SET TASK 1 ->
Which parameters does the update call signature proposed in the comment below take? List every one.

PAGE ->
┌──

I think the _partial_fit and _score functions are good in this implementation. I think update should have the call signature

update(ident: str, train_metas: {str: dict}, model_metas: {str: dict}) 
    -> training_iters: {str: int}, model_metas: {str: dict}

There are two pieces of metadata: one for training (train_metas), and one to be used and modified in update (model_metas)
I would expect this to be called as soon as model ident has finished their _score call.
The metadata information in model_metas might change

I think train_metas should have scores and partial_fit_calls keys, and also the same keys as cv_results_ (e.g., mean_fit_time). This would be the object passed to and modified in _partial_fit and _score.

I think model_metas should hold on to historical information, and be initialized in meta_func. In the Hyperband case, this would mean holding onto the previous brackets and their scores in case any models need to be restarted. This would only live on the scheduler/master and not be passed to or modified in _partial_fit or _score.

I do think update should be renamed.

└──

ENTRIES PROVIDED ->
┌──

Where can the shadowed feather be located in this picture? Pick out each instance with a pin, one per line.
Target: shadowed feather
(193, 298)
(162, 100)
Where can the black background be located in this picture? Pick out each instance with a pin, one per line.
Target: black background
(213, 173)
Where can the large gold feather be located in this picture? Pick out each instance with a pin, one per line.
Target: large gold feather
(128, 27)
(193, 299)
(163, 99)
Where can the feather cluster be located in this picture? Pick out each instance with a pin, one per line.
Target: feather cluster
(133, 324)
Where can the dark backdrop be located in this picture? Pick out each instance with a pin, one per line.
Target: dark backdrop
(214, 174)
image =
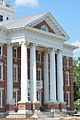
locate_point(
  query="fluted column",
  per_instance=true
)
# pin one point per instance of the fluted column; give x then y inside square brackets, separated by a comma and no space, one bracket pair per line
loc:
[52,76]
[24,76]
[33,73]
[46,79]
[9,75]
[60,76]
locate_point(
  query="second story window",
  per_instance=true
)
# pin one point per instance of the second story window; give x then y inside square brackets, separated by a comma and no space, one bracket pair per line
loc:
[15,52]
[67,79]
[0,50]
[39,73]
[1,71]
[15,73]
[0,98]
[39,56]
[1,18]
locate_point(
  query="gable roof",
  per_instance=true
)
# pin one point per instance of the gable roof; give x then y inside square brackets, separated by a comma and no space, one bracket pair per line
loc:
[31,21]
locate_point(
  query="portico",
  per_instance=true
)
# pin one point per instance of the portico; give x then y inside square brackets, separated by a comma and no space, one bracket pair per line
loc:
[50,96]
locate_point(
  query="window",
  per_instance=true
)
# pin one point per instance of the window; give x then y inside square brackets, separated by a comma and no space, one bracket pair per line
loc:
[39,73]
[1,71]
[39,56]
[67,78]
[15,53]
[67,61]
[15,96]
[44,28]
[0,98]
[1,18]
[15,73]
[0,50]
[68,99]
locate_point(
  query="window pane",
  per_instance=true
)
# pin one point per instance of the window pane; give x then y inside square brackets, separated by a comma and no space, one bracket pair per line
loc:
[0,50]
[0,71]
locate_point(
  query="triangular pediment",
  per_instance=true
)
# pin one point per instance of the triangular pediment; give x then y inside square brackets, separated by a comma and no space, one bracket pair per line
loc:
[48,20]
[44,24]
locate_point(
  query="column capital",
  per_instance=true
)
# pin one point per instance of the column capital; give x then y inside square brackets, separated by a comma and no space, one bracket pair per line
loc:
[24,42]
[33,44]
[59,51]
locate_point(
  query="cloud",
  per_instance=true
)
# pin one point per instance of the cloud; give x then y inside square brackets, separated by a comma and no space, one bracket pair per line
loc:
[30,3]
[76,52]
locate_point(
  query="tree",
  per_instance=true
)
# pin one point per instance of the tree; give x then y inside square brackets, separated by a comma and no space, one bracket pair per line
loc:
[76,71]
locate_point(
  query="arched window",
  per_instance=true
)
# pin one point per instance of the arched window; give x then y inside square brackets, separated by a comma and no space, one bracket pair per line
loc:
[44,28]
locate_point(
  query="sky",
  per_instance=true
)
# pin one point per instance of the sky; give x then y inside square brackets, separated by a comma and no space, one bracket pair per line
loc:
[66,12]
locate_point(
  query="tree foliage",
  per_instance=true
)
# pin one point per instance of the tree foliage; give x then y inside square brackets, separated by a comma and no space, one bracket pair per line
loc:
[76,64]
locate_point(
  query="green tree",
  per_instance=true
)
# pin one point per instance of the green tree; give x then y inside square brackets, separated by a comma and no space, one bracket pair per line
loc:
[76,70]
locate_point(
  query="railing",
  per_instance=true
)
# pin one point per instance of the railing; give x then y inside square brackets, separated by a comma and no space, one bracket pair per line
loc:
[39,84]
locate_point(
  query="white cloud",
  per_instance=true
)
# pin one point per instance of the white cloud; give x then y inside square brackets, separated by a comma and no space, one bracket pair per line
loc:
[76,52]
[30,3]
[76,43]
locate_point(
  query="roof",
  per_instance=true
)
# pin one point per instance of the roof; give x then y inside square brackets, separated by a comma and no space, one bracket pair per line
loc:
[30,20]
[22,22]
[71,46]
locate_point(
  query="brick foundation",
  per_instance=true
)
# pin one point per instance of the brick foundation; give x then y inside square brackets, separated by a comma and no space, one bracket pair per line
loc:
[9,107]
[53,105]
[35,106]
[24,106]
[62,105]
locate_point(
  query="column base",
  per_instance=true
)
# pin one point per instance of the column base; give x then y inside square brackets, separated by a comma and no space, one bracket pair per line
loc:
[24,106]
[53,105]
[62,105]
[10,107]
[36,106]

└──
┌──

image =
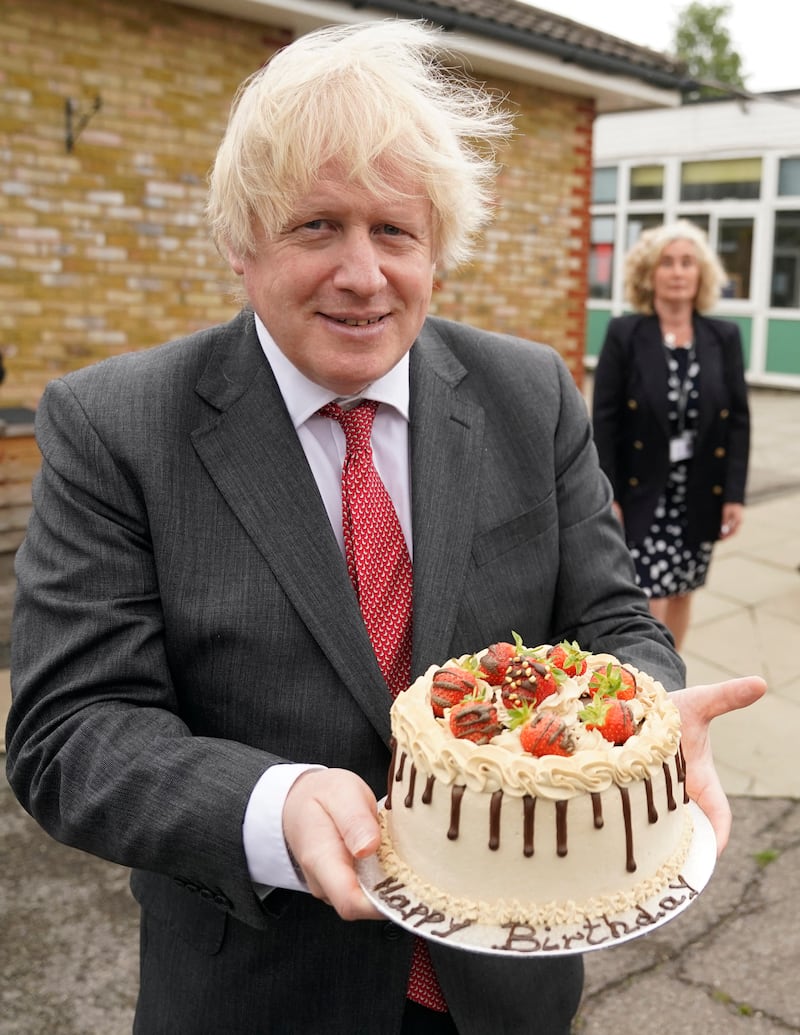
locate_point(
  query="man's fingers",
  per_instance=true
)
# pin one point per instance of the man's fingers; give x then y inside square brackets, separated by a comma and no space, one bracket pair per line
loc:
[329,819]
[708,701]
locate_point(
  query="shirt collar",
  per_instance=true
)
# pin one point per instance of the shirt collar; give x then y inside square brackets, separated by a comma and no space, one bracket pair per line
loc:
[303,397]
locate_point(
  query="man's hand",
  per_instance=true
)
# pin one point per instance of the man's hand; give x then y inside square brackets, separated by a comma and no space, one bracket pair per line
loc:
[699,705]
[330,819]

└──
┌──

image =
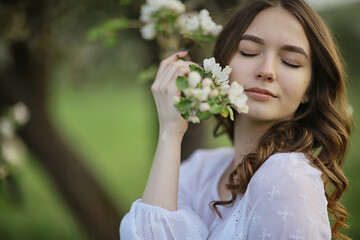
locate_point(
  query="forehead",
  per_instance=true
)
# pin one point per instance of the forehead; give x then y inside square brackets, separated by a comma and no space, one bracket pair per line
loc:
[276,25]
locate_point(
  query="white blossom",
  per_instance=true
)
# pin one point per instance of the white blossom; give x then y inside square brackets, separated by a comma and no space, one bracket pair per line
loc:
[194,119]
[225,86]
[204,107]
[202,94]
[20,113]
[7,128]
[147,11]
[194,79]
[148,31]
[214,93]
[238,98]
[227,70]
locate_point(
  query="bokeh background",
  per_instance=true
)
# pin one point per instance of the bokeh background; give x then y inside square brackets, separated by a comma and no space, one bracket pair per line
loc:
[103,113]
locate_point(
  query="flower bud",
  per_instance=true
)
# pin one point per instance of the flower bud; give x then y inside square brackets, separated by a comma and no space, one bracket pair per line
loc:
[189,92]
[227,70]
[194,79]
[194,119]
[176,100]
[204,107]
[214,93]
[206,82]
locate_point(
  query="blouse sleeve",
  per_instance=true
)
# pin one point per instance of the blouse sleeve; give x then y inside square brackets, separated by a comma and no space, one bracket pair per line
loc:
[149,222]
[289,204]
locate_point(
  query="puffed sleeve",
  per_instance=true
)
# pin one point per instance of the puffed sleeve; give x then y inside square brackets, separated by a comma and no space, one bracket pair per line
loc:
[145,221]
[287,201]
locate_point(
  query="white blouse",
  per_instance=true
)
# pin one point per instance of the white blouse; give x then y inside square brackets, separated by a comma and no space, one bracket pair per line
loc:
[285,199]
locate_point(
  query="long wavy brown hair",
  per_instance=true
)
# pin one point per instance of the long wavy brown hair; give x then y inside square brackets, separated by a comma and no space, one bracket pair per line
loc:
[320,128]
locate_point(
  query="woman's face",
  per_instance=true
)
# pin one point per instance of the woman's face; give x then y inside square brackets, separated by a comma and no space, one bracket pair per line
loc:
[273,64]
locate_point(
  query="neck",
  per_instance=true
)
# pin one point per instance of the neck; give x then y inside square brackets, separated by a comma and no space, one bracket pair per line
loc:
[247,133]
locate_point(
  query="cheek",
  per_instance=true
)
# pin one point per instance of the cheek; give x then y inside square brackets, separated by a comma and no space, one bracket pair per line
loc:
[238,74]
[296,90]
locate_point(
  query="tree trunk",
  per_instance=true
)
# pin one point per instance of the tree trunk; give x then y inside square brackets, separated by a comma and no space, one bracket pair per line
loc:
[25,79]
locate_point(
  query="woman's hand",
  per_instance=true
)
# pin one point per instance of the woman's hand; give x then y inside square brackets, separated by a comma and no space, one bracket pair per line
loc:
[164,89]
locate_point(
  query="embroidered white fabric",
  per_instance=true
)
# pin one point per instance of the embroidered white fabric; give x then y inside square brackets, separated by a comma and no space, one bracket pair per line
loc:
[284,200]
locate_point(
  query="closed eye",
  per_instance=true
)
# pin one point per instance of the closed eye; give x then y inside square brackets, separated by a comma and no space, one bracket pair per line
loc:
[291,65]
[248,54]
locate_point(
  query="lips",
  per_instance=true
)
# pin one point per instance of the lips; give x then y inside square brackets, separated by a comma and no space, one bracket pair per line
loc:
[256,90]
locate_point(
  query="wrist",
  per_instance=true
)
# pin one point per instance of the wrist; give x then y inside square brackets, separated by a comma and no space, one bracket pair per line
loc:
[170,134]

└──

SET TASK 2 ->
Which lines of the records above contain the string "portico"? Locate each one and copy it in full. Case counts.

FULL OUTPUT 1 ->
- ident
- train_metas
- model_metas

FULL OUTPUT 2 ->
  query="portico",
# pin one point per instance of the portico; give x then y inside square brackets, separated by a comma and no space, one bracket pair per line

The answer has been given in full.